Problem to work on – The whole answer is the data below, retyped exactly.

Exercise input –
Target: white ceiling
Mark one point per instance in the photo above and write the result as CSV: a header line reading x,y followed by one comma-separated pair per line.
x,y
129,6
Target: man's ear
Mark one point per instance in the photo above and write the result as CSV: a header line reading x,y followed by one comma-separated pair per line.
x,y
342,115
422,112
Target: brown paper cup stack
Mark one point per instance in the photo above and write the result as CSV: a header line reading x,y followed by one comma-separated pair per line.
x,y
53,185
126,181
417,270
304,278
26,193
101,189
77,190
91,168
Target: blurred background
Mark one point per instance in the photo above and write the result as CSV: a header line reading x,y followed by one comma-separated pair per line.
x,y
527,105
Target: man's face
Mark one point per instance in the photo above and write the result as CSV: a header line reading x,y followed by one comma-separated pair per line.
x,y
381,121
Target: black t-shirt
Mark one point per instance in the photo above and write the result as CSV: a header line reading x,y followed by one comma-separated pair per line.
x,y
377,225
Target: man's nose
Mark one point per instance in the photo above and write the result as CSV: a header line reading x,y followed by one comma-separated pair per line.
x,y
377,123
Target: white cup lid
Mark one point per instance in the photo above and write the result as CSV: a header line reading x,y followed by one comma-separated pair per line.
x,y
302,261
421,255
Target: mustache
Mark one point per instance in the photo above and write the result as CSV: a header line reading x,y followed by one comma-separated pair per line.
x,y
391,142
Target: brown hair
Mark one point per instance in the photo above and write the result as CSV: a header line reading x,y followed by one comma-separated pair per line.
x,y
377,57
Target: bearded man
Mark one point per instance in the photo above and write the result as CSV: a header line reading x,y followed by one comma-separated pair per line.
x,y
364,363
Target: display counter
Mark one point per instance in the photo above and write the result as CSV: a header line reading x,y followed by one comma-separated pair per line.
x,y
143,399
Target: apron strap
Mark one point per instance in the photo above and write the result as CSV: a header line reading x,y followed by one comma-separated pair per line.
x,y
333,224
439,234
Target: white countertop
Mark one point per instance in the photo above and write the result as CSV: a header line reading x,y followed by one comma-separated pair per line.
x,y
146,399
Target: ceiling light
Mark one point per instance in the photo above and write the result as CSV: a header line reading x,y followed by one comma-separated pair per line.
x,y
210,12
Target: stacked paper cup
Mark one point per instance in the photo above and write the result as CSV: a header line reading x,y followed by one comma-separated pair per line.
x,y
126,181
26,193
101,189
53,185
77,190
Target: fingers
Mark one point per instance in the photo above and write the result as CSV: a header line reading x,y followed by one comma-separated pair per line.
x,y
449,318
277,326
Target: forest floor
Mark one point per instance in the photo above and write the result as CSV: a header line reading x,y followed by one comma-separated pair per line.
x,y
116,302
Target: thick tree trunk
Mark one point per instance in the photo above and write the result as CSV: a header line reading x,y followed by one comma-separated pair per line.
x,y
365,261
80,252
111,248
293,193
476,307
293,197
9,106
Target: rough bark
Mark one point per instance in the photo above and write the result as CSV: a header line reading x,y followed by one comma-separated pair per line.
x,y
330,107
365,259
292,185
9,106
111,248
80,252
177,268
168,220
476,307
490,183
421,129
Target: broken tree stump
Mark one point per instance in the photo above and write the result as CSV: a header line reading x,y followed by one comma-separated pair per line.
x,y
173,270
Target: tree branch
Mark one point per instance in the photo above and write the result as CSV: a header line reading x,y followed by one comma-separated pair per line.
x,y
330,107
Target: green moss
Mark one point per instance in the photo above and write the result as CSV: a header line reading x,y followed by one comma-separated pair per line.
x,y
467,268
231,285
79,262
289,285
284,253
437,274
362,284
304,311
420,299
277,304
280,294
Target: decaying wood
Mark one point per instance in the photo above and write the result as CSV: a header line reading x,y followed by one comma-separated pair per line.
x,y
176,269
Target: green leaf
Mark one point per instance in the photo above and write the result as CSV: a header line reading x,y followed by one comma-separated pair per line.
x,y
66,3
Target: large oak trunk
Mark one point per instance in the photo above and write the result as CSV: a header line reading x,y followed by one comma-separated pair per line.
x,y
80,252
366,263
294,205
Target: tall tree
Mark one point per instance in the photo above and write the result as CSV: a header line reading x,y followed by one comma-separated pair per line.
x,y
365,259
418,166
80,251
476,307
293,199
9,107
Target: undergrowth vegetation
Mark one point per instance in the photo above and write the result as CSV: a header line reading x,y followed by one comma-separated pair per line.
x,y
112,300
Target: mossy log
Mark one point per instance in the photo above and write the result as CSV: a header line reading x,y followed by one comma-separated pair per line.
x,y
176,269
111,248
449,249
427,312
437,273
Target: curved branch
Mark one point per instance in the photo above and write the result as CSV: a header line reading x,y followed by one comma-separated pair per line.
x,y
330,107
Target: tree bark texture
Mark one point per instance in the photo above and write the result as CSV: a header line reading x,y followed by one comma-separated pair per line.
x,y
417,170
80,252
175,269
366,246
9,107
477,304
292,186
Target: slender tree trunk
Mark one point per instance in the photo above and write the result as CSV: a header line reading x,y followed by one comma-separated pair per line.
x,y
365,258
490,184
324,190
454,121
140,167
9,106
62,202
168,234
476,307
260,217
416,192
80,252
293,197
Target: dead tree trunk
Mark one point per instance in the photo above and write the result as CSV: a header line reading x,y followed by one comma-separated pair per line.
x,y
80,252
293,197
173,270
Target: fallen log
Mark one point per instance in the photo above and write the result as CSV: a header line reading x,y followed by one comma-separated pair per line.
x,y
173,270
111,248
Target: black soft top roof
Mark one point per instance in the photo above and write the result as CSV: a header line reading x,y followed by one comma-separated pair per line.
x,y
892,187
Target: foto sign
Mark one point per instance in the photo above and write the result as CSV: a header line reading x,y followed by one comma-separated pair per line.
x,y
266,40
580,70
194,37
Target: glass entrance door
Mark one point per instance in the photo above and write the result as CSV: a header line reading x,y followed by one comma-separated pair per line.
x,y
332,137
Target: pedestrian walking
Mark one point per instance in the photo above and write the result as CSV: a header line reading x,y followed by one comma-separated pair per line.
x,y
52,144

Result for this exercise –
Target: white ceiling
Mark one point per instance in the photo above and write the result as CSV: a header line reading x,y followed by one comma-separated pair per line.
x,y
129,6
Target: man's ear
Mark one point per instance in the photo above and write the result as CSV: a header line reading x,y followed by one comma-separated pair per line.
x,y
342,115
422,112
Target: brown paper cup stack
Mark one point per instance in the photo above and write the result as CSV: a header line reading x,y followed by one comma-separated pair per line.
x,y
53,185
126,181
417,270
304,278
26,193
101,189
77,190
91,168
Target: blurred background
Mark one point per instance in the photo above and write the result as CSV: a header line reading x,y followed by one comma-separated pair per line.
x,y
527,105
Target: man's face
Mark one point per instance in the photo above and write the result as CSV: a header line reading x,y followed by one comma-separated pair per line.
x,y
381,121
Target: black t-shirt
Mark one point per instance in the photo above and write the result as CSV: a header line reading x,y followed by one comma-separated pair per line.
x,y
377,225
Target: man's nose
Mark one point per instance in the photo above and write the result as CSV: a header line reading x,y followed by one comma-separated pair per line.
x,y
377,123
Target: white cup lid
Mark one point per instance in the photo above and write the result as CSV: a header line reading x,y followed by one comma-separated pair per line.
x,y
302,261
421,255
Target: mustache
Mark one point per instance in the photo above and write the result as CSV: a header line reading x,y followed by one comma-separated pair per line.
x,y
391,142
Target: brown hair
Mark one point per instance in the photo above and write the result as CSV: a header line reading x,y followed by one comma-separated pair per line.
x,y
377,57
Target: bearded man
Mark one point per instance in the photo above and write the result as CSV: a header line reading x,y followed by one comma-separated pair per line.
x,y
364,363
Target: display counter
Mark one point per instance in the photo above and write the result as CSV: a header line reading x,y followed by one comma-separated pair per line.
x,y
143,399
Target: apron strap
Mark one point per instance in the photo above and write the result as CSV: a header line reading x,y followed by one comma-separated pair per line.
x,y
333,224
439,234
Target: white countertop
Mark one point per instance in the photo above and write the result as CSV: a header line reading x,y followed by one comma-separated pair per line.
x,y
146,399
Target: ceiling light
Mark one point per instance in the photo above and write the result as CSV: a header line reading x,y followed by one comma-separated pair per line.
x,y
210,12
Target: stacked paper cup
Mark one point per instance in the photo above and write the result as CSV: a header line reading x,y followed by one comma-separated pair per line.
x,y
126,181
26,193
101,189
53,185
77,190
Target: fingers
Mark one point per instance in the photo above and write the result as CSV: a header line reading x,y followed by one comma-separated pair per line.
x,y
449,318
277,326
Target: forest floor
Mark one point per instance in the photo above and write the result as CSV: a header line reading x,y followed by one comma-separated pair per line.
x,y
116,302
Target: thick tree trunk
Mark one point per instance in the photo above and write the result as CSV: a header line reading x,y followed by one comma-separated pair per line.
x,y
365,261
80,252
111,248
293,193
476,307
293,197
9,106
Target: rough bark
Mark one point per instance in the photo above and write the result as CSV: a header line reading x,y followed by one comma-separated pair per line.
x,y
330,107
365,259
292,185
9,106
111,248
80,252
177,268
168,220
476,307
490,183
421,129
Target: broken tree stump
Mark one point per instance in the photo above and write the result as CSV: a header line reading x,y followed by one comma-separated pair per line.
x,y
173,270
Target: tree branch
Mark one point per instance in the photo above and write the result as CSV: a header line reading x,y followed by one comma-separated pair per line.
x,y
330,107
Target: green moss
Mark one point per instance in the photo above and write the result as CSV: a header line reading x,y followed by one comma-separated pair per line.
x,y
467,268
231,285
79,262
289,285
284,253
437,274
362,284
304,311
420,299
277,304
280,294
Target: decaying wood
Mark one point per instance in the photo above and write the result as CSV: a header line reading x,y followed by one comma-separated pair per line.
x,y
176,269
Target: green leaf
Mark one point per instance in the photo above and write the result as CSV: a header line reading x,y followed by one comma-separated pair per line.
x,y
66,3
Target: large oak trunk
Mark one point per instance in the photo above and write the result as CSV: a header line reading x,y followed by one comma-separated pair per line.
x,y
80,252
366,263
294,205
Target: tall tree
Mark one point per instance in the photo above and write the result as CSV: a header line reading x,y followed by one comma-separated pair per line.
x,y
365,259
418,166
80,251
476,307
293,199
9,107
Target: undergrowth vegetation
Mark one point per instance in the photo above and write the result as CSV: a header line reading x,y followed by one comma-separated pair per line.
x,y
112,300
Target: mossy log
Mark one point per instance in the photo above and write the result as CSV: a header line reading x,y followed by one comma-separated pair per line.
x,y
176,269
111,248
449,249
427,312
437,273
Target: curved branch
Mark one point per instance in the photo above and write the result as CSV: a header line reading x,y followed by one comma-separated pair per line.
x,y
330,107
Target: tree bark texture
Mark one point per instance in the photo above and write the result as CSV: a header line reading x,y followed by one comma-separated pair per line.
x,y
417,170
80,252
175,269
366,246
9,107
477,304
292,186
Target: slender tree trunk
Mark one point per instance in the photo above and write the result as CSV: a header line reading x,y followed by one comma-separated pair per line.
x,y
365,258
490,184
324,190
454,121
140,167
9,106
62,202
168,234
476,307
260,217
416,192
80,252
293,197
Target: dead tree trunk
Mark one point per instance in the photo above and write the result as CSV: a header line reading x,y followed by one comma-separated pair per line.
x,y
80,252
293,197
173,270
Target: fallen log
Mark one point per instance in the photo above and write the result as CSV: a header line reading x,y followed by one comma-separated pair per line.
x,y
173,270
111,248
Target: black soft top roof
Mark one point per instance in the photo above and write the result as CSV: a header line reading x,y followed by one comma-separated pair per line.
x,y
892,187
Target: foto sign
Mark one point per instance in the photo above and write the result as CSV: a header line reading x,y followed by one comma-separated pair per line.
x,y
266,40
580,70
194,37
Target: glass entrance door
Mark one point per instance in the photo above and write the result as CSV: a header line reading x,y followed by one comma-separated pair per line.
x,y
332,137
Target: pedestrian walking
Mark one point per instance in the photo above and write the result as CSV: a header line reading x,y followed by one comma-separated pair per line.
x,y
52,144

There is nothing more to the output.